- **Item de trabalho 1**: Segundo o trecho sobre neurólise na hanseníase, qual nervo é acometido com mais frequência nos membros superiores?
- **Item de trabalho 2**: Dê seguimento ao trecho sobre neurólise na hanseníase a partir da última frase apresentada.

- **Trecho de origem**:

◇ ◇ ◇ ◇

Neurólise na Hanseníase
por Luis Guilherme Rosifini Alves Rezende,
Milton Cury Filho,
e Nilton Mazzer.
A Hanseníase, ou doença de Hansen, é marcada pelo acometimento dos nervos periféricos, sendo mais comum nos membros superiores o acometimento do Nervo Ulnar. Tipicamente, a lesão neurológica é resultante da neuropatia infecciosa, causada pela infecção direta do nervo pelo M. leprae, sobreposta à resposta imunológica do hospedeiro; esta desencadeia um processo inflamatório local na tentativa de conter a bactéria, o que também está associado à uma compressão local do nervo. Esta compressão é interna, dentro do nervo, podendo haver a presença de abscessos (Figura 1), ou externa, do nervo.

◇ ◇ ◇ ◇

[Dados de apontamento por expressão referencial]

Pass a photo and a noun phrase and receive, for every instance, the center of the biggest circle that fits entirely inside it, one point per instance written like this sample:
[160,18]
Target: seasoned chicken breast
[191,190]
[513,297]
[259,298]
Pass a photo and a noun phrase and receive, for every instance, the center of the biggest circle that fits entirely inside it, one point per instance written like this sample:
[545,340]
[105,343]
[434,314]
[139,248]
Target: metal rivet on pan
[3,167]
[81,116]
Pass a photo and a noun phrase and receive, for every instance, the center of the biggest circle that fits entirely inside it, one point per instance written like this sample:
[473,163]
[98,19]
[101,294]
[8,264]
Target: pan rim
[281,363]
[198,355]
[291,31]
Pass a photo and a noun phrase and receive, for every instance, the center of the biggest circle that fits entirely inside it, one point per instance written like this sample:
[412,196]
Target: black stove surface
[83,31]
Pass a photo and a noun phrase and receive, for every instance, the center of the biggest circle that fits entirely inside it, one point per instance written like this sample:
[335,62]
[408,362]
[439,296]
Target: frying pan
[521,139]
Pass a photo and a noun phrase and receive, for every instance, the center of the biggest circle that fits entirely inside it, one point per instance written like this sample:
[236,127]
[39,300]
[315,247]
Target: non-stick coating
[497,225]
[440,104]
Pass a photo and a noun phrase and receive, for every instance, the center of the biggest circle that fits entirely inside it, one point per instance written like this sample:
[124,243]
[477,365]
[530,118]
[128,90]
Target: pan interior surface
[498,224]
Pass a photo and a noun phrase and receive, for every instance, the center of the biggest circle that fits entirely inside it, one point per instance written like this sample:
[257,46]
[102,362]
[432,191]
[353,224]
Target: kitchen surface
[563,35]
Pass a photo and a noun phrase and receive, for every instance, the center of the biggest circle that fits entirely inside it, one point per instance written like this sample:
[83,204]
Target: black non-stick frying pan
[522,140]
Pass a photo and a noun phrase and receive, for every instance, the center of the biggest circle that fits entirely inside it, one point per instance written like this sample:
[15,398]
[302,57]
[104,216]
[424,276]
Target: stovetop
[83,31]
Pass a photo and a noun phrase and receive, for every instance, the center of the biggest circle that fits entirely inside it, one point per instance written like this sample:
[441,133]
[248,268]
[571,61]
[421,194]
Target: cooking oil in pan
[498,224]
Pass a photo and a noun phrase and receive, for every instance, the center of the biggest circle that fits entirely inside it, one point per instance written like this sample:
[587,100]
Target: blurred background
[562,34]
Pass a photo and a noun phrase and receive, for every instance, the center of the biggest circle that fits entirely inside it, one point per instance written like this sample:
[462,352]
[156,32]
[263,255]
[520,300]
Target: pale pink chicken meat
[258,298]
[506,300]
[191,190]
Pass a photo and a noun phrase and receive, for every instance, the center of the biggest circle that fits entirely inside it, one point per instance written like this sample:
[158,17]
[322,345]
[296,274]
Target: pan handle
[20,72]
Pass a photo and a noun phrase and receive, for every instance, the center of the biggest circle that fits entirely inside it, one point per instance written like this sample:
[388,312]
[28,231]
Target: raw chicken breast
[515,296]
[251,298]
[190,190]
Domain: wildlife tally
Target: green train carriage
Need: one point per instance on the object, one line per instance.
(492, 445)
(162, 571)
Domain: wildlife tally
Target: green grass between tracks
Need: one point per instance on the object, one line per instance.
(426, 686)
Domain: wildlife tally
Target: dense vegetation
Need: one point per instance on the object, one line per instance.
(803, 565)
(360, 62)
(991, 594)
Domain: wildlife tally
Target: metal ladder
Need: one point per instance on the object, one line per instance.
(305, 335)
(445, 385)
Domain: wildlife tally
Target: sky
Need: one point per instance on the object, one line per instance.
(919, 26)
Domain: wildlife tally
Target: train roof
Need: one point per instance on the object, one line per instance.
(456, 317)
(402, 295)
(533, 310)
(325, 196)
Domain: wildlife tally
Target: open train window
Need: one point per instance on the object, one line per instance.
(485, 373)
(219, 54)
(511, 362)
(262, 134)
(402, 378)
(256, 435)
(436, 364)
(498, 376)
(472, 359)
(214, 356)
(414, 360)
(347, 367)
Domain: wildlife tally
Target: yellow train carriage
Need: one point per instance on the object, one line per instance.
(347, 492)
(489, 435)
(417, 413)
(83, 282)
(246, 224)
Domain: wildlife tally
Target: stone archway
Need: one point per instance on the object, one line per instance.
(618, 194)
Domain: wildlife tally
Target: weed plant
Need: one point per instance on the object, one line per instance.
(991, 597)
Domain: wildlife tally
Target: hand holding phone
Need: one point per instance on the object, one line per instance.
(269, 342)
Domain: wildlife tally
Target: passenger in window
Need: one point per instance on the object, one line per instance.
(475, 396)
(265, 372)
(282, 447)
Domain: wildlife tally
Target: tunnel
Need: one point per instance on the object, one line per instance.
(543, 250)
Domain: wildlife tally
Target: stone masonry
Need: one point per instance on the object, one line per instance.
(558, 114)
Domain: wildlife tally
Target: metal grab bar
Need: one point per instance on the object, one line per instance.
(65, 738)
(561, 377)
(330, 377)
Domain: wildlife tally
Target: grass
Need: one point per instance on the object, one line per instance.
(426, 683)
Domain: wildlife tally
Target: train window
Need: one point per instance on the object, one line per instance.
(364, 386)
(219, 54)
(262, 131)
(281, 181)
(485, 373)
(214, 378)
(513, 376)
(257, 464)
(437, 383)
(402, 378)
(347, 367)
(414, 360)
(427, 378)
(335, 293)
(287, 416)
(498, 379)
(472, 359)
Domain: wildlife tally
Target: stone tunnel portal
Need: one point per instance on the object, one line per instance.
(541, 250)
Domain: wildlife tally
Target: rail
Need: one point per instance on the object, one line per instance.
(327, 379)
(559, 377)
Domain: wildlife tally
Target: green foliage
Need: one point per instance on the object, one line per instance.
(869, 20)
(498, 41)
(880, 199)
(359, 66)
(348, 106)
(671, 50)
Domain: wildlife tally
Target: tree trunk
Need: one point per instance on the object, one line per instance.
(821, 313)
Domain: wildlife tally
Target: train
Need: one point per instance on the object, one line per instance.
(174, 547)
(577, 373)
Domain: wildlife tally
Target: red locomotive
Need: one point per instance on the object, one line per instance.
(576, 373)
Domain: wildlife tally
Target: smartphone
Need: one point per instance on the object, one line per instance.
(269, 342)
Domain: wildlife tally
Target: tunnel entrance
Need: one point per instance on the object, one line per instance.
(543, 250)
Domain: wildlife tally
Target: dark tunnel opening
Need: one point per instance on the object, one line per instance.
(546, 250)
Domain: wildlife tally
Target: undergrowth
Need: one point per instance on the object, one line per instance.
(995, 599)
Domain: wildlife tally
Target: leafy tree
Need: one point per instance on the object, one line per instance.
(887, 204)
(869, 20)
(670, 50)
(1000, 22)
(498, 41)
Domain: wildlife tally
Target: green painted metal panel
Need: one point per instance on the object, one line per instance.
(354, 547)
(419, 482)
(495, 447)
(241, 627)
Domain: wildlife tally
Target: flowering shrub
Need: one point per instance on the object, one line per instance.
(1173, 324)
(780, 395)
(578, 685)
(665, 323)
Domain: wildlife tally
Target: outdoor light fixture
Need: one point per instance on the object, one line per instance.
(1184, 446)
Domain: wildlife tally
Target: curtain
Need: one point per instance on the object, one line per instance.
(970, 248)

◇ ◇ ◇ ◇

- **Resultado do exercício 1**: O nervo ulnar.

- **Resultado do exercício 2**:
Figura 1. Cotovelo direito de uma criança de 11 anos com abscesso no nervo ulnar por hanseníase (setas brancas).
Dessa forma, o paciente evolui com sintomas compressivos do Nervo Ulnar, com perda da sensibilidade do quinto e da metade Ulnar (“lateral ou externa”) do quarto dedo, com perda da destreza na mão e a presença de uma “garra” de gravidade variável destes dedos. É comum que os pacientes apresentem queixas de movimentos, como o de cruzar os dedos. Dor no local da compressão também é comum.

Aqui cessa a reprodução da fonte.